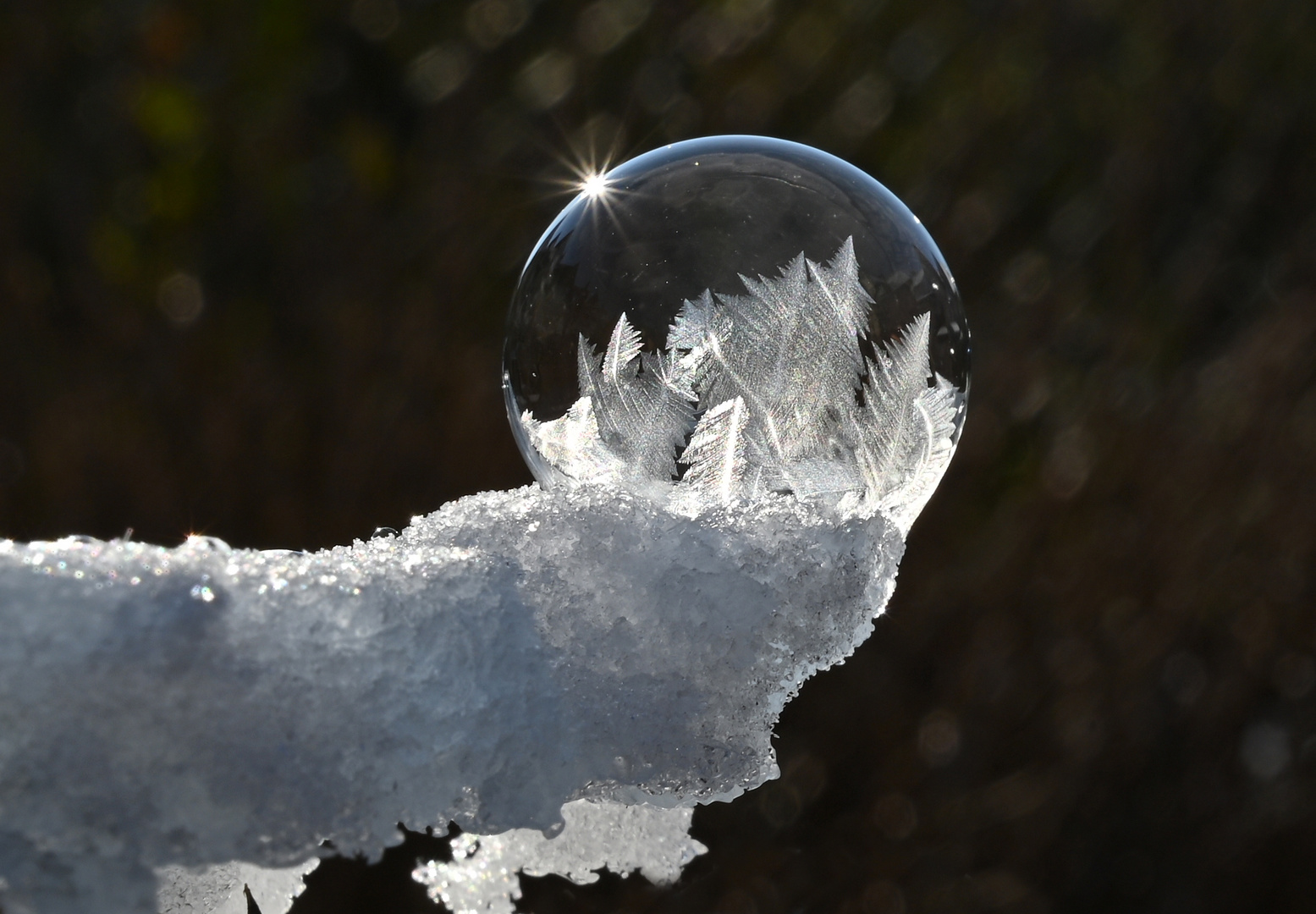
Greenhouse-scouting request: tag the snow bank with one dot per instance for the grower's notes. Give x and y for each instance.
--
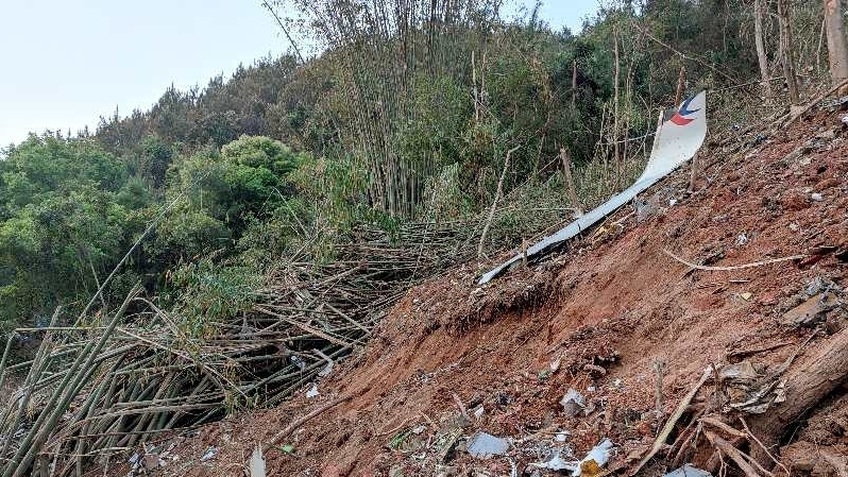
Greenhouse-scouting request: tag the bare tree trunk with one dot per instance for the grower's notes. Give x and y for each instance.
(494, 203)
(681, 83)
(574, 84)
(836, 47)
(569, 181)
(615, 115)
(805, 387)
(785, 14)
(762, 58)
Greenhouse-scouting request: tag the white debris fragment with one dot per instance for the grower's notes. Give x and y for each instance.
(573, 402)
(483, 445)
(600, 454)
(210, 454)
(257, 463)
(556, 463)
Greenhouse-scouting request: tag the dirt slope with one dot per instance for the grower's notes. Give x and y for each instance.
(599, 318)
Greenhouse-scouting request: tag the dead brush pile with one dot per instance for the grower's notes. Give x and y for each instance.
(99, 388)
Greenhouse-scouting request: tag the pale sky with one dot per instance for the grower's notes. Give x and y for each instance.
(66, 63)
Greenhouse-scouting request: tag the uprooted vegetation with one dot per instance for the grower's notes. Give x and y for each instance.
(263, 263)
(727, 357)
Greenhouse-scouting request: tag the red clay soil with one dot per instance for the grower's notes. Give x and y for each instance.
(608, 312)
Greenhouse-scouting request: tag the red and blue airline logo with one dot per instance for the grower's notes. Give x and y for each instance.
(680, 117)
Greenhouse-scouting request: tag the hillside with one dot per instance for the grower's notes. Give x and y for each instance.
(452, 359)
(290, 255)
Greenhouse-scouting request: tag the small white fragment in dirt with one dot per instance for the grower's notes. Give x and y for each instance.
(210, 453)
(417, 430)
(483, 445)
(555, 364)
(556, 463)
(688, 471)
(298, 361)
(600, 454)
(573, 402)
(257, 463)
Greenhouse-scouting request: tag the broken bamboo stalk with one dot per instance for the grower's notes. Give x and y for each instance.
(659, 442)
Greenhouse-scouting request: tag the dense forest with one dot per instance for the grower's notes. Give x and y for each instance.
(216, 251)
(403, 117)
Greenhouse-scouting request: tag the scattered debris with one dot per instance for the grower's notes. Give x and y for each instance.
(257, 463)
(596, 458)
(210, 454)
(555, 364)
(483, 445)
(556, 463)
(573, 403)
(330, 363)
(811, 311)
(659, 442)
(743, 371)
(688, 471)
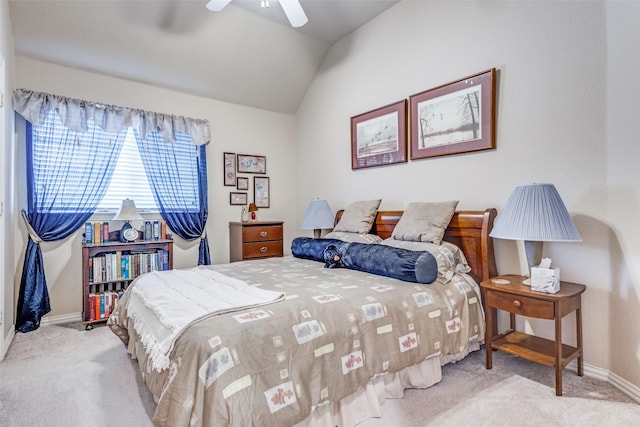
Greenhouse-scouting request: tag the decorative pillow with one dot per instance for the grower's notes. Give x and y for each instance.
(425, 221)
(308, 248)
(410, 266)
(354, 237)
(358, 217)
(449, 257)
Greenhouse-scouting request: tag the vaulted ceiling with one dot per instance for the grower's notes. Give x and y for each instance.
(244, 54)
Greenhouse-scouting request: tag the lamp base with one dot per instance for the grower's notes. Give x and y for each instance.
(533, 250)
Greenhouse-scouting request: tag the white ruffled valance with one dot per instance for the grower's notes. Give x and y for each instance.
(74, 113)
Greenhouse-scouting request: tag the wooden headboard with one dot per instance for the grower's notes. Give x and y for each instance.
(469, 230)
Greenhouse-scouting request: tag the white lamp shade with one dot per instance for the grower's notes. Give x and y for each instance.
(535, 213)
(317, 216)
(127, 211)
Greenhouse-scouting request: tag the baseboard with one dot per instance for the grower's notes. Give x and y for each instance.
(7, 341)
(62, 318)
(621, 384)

## Direction
Which lines in the items above contain the string "fragment"? Return each of those lines in full.

## Solution to this task
Greenhouse-scouting request: tag the white debris fragment with one dot per instance for the grower's notes. Give x and y for each instance.
Greenhouse-scouting request: tag the small white fragment in dirt with one dot per instance for the grower's notes. Give x and y for each instance.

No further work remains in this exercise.